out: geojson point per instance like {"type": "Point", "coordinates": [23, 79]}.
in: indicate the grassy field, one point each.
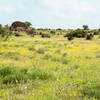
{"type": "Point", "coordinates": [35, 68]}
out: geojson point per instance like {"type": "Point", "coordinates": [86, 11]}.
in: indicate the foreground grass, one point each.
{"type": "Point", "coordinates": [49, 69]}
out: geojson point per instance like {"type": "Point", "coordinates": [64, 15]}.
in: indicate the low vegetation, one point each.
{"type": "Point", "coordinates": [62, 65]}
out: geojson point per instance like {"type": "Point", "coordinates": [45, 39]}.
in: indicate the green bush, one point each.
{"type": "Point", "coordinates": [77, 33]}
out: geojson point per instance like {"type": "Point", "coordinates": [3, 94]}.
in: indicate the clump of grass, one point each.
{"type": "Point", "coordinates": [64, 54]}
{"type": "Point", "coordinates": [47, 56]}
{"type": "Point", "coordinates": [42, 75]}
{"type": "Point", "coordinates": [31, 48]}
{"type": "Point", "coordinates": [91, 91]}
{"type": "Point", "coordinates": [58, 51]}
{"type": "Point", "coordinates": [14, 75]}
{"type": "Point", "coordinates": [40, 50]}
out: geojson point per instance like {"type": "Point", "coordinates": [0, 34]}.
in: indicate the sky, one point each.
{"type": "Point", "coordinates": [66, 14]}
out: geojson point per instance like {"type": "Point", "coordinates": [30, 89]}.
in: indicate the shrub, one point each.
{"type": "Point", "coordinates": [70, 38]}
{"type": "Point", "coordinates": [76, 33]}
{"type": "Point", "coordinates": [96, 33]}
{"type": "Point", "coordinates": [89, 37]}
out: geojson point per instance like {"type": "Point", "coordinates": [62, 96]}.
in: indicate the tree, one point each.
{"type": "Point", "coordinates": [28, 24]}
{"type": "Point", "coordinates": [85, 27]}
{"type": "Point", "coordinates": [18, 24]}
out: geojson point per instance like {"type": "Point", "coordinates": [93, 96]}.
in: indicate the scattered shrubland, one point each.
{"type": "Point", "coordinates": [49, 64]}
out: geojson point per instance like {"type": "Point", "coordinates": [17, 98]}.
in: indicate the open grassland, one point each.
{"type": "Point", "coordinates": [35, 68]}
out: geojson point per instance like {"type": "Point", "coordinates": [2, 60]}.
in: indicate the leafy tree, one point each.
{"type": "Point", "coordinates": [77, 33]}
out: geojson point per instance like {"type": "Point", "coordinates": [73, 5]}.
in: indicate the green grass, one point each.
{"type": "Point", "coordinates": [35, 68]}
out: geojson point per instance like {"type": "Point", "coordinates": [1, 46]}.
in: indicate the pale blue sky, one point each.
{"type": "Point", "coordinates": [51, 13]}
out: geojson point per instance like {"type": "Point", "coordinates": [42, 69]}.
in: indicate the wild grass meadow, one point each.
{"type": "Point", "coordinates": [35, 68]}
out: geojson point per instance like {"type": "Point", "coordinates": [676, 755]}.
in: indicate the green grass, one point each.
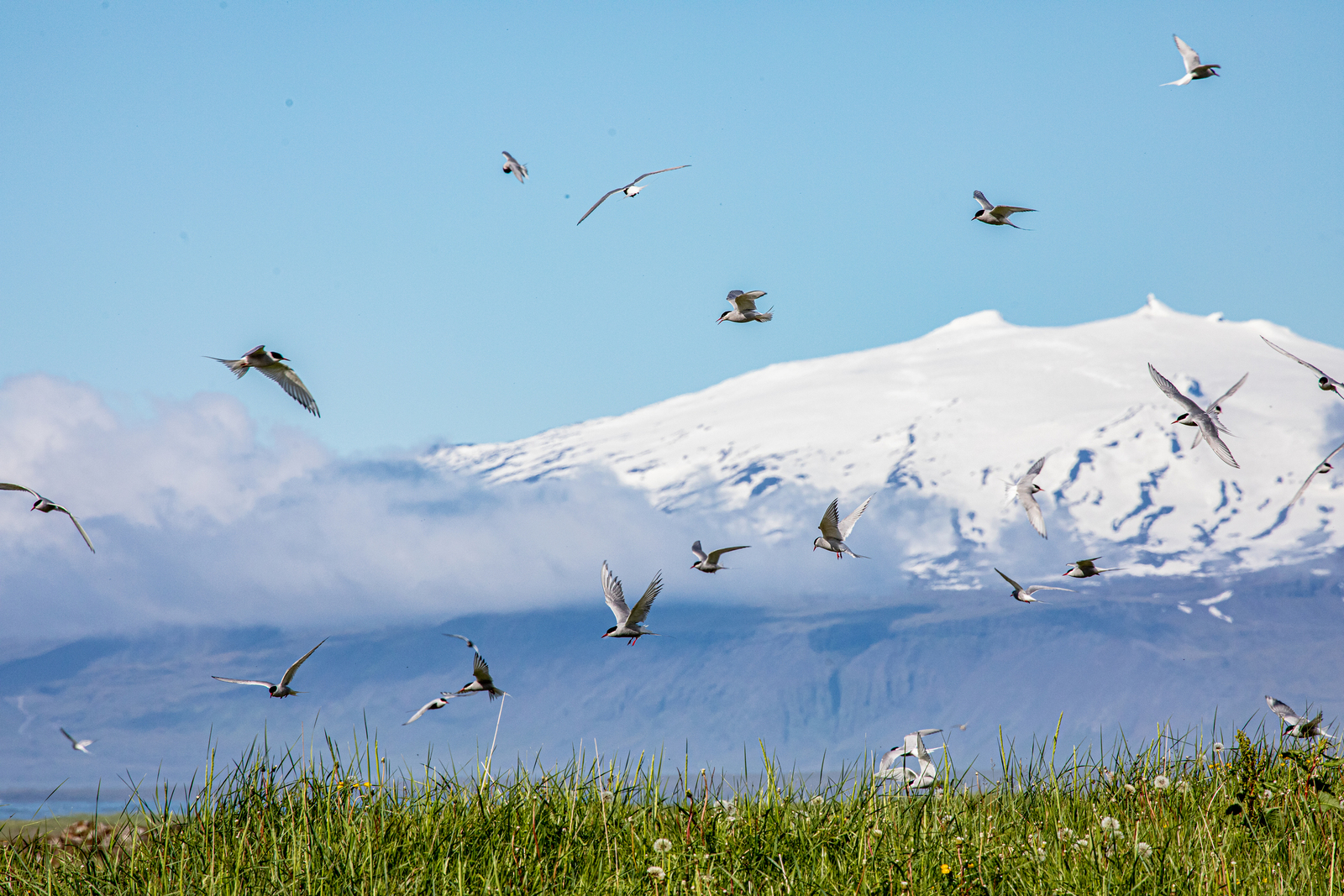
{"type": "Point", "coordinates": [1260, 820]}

========================================================================

SHORT EXERCISE -
Copy the records above exactly. The pictures are not part of the copy.

CORRECT ANSWER -
out: geojson point per instance like {"type": "Point", "coordinates": [23, 79]}.
in: indicate the grassy field, one point each.
{"type": "Point", "coordinates": [35, 68]}
out: geojson point per instance like {"type": "Point", "coordinates": [86, 11]}.
in: indicate the foreground grass, one point each.
{"type": "Point", "coordinates": [49, 69]}
out: geojson point per instance like {"type": "Point", "coordinates": [64, 15]}.
in: indicate the low vegetation, one point each.
{"type": "Point", "coordinates": [62, 65]}
out: geojson point per instance like {"type": "Point", "coordinates": [45, 39]}.
in: indicate the green bush, one point each.
{"type": "Point", "coordinates": [77, 33]}
out: geojson point per instance like {"type": "Point", "coordinates": [3, 94]}.
in: indicate the clump of grass, one point each.
{"type": "Point", "coordinates": [64, 54]}
{"type": "Point", "coordinates": [47, 56]}
{"type": "Point", "coordinates": [42, 75]}
{"type": "Point", "coordinates": [31, 48]}
{"type": "Point", "coordinates": [91, 91]}
{"type": "Point", "coordinates": [58, 51]}
{"type": "Point", "coordinates": [14, 75]}
{"type": "Point", "coordinates": [40, 50]}
out: geojson point per instance like {"type": "Point", "coordinates": [0, 34]}.
in: indicate the sky, one point each.
{"type": "Point", "coordinates": [66, 14]}
out: geojson point per instance like {"type": "Point", "coordinates": [30, 89]}.
in: indicate the shrub, one point each.
{"type": "Point", "coordinates": [70, 38]}
{"type": "Point", "coordinates": [76, 33]}
{"type": "Point", "coordinates": [96, 33]}
{"type": "Point", "coordinates": [89, 37]}
out: geojson point per instance like {"type": "Point", "coordinates": [62, 96]}.
in: indicate the tree, one point each.
{"type": "Point", "coordinates": [28, 24]}
{"type": "Point", "coordinates": [85, 27]}
{"type": "Point", "coordinates": [18, 24]}
out: geojson point per instance like {"type": "Point", "coordinates": [93, 96]}.
in: indicate the scattered shrubland, one point each.
{"type": "Point", "coordinates": [49, 64]}
out: geojson point per instance like {"type": "Point", "coordinates": [17, 98]}.
in: indicate the open grassland, one point each.
{"type": "Point", "coordinates": [35, 68]}
out: geojson point per instance like {"type": "Point", "coordinates": [2, 60]}.
in: indicate the leafy tree, one point each.
{"type": "Point", "coordinates": [77, 33]}
out: geojson point per instance like {"type": "Point", "coordinates": [73, 5]}.
in: indicate the green grass, one point each.
{"type": "Point", "coordinates": [35, 68]}
out: geojson point per instance like {"type": "Point", "coordinates": [1, 46]}.
in: indicate the pale blue sky, one point each.
{"type": "Point", "coordinates": [51, 13]}
out: geojson point per instance like {"type": "Point", "coordinates": [42, 69]}.
in: indicate the wild grass meadow, one point each.
{"type": "Point", "coordinates": [35, 68]}
out: geojson point per instance like {"type": "Point", "coordinates": [676, 755]}.
in: indicate the green grass, one point each.
{"type": "Point", "coordinates": [1260, 820]}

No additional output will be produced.